Work to complete:
- a) From the salad and wine matching guide, copy out word for word the passage from "Fresh flavour-filled salads" to "and appealing acidity.".
- b) Answer these questions from the salad and wine matching guide:
(i) What kind of variety should red drinkers choose to serve with warm salads that include meat?
(ii) Which salad does Trent Mannell call a perfect choice when friends drop by?
(iii) What wines are best paired with the creamier dressing options?
- c) Translate this sentence from the salad and wine matching guide into French: "The best combination of ingredients is seasonally-driven and matched with a wine with the appropriate weight and texture."

Extract provided:
━━━━━━━━━━━━━━━━━━━━━━━━━━━━━━

The Essential Salad and Wine Matching Guide

Fresh flavour-filled salads to match your selection

Celebrate fresh and flavourful salads perfect to serve in the warmer months! There’s no limit to what we can call a salad these days and the idea that it needs to be served cold is a distant memory. The best combination of ingredients is seasonally-driven and matched with a wine with the appropriate weight and texture.

Red drinkers are not left out, but opt for a lighter, more aromatic variety served with warm salads that include meat. Don’t forget that the dressing is an important consideration, with the light and zesty styles best matched with lighter wines and the creamier options best paired with wines with a bit more weight and appealing acidity.

Salad Wine Matching Infographic Guide

Light and aromatic whites

Trent Mannell loves whipping up a simple salad when friends drop by and the summer salad with asparagus and goat’s curd is a perfect choice. When it comes to wine matching, he explains, “While the beauty of this salad is its simplicity, it also includes quite strong flavours in the asparagus and goat’s curd. Offset them with a light, aromatic white like Sauvignon Blanc, Riesling or Vermentino.”

━━━━━━━━━━━━━━━━━━━━━━━━━━━━━━

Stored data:
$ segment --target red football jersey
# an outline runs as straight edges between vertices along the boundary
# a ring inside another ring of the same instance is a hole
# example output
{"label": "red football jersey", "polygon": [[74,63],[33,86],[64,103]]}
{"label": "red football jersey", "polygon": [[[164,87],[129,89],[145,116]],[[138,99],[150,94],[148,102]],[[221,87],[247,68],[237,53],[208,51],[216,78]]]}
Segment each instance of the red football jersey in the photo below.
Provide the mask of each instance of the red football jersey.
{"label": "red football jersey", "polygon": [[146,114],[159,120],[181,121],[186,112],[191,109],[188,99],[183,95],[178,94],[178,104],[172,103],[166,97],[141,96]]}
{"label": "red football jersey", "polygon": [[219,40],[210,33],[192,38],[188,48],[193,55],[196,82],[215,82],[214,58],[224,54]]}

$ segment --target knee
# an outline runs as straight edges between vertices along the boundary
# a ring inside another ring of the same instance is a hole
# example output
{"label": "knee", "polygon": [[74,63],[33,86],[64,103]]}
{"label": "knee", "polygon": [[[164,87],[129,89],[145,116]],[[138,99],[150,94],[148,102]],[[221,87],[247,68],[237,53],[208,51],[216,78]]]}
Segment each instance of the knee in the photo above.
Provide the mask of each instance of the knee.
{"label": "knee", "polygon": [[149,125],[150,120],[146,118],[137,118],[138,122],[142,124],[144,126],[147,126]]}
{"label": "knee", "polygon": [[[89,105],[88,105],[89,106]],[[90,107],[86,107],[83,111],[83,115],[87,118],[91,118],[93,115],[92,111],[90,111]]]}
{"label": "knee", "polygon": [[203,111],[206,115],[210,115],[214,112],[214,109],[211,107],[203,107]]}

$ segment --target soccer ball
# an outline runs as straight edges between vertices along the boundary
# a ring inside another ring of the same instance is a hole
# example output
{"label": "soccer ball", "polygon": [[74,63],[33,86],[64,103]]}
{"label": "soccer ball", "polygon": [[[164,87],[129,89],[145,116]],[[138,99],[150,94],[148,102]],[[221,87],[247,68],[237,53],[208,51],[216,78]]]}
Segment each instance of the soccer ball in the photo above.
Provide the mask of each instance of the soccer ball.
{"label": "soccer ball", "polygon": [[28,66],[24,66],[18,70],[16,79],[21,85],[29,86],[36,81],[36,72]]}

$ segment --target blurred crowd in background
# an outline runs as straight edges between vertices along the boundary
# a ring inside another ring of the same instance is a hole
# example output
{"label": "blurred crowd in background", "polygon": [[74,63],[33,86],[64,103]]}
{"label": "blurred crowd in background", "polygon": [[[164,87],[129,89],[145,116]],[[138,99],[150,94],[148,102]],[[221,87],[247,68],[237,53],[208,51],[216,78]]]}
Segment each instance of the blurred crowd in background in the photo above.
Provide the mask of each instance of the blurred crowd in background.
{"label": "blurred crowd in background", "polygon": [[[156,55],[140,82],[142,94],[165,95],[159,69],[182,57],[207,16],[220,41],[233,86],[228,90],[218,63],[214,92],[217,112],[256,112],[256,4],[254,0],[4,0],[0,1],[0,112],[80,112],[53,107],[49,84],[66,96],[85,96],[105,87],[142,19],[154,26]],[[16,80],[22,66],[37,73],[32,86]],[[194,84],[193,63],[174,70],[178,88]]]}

━━━━━━━━━━━━━━━━━━━━━━━━━━━━━━

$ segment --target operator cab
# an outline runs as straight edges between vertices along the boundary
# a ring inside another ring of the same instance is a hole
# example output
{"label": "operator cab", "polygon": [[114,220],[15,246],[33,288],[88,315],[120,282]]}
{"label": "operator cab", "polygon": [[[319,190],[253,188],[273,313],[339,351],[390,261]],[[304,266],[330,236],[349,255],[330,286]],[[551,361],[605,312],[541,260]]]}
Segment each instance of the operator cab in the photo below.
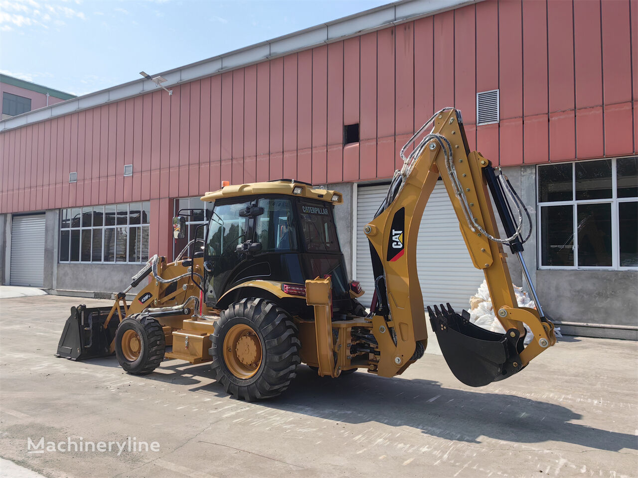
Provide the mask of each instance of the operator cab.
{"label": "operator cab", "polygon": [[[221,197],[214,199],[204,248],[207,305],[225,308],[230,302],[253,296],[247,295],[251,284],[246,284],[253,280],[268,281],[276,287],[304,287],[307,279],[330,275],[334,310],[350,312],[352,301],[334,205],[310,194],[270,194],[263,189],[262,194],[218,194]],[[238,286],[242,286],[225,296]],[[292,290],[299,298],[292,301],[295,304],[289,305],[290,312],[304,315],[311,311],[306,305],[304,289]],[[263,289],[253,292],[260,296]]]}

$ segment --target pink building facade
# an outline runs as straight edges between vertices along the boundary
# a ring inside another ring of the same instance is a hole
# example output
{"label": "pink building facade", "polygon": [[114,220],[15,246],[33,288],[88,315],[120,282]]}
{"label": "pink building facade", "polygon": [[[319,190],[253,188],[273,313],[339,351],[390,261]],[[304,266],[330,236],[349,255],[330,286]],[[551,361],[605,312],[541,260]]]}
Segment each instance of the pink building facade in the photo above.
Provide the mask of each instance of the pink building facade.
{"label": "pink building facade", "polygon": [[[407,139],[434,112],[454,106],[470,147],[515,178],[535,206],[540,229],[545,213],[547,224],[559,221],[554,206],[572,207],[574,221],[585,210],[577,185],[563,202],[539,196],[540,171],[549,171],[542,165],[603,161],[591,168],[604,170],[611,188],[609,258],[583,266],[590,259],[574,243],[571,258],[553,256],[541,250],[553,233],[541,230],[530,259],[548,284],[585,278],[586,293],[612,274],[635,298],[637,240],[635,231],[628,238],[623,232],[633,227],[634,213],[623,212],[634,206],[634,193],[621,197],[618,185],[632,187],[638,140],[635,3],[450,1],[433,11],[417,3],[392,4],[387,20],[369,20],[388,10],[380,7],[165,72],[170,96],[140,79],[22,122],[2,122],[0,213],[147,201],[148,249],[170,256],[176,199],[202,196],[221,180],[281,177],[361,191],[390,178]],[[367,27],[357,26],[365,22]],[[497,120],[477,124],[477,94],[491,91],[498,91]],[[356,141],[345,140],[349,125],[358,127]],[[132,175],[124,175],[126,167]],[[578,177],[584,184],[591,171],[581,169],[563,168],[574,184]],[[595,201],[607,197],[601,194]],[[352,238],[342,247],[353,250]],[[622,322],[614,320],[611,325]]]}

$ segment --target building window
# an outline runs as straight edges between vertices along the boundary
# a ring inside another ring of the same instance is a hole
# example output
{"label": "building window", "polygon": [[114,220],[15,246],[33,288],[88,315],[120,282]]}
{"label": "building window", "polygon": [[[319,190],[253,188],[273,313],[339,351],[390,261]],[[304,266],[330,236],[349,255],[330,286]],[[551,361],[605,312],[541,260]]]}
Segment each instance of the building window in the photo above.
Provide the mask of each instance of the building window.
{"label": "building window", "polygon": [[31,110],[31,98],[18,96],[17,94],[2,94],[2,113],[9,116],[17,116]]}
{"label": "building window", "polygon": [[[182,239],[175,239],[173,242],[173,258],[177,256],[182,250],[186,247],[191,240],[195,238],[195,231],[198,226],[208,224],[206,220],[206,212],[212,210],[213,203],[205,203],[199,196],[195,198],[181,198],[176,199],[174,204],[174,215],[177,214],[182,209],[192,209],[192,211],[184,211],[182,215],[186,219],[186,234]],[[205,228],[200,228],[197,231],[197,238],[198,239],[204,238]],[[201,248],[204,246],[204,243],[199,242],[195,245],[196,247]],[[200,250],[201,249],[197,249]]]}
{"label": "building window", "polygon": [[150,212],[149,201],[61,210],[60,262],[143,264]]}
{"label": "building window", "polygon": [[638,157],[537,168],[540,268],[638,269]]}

━━━━━━━━━━━━━━━━━━━━━━━━━━━━━━

Answers for this exercise:
- a)
Fresh flavour-filled salads to match your selection

Celebrate fresh and flavourful salads perfect to serve in the warmer months! There’s no limit to what we can call a salad these days and the idea that it needs to be served cold is a distant memory. The best combination of ingredients is seasonally-driven and matched with a wine with the appropriate weight and texture.

Red drinkers are not left out, but opt for a lighter, more aromatic variety served with warm salads that include meat. Don’t forget that the dressing is an important consideration, with the light and zesty styles best matched with lighter wines and the creamier options best paired with wines with a bit more weight and appealing acidity.

- b)
(i) A lighter, more aromatic variety.
(ii) The summer salad with asparagus and goat's curd.
(iii) Wines with a bit more weight and appealing acidity.

- c) La meilleure combinaison d'ingrédients est dictée par les saisons et associée à un vin au poids et à la texture appropriés.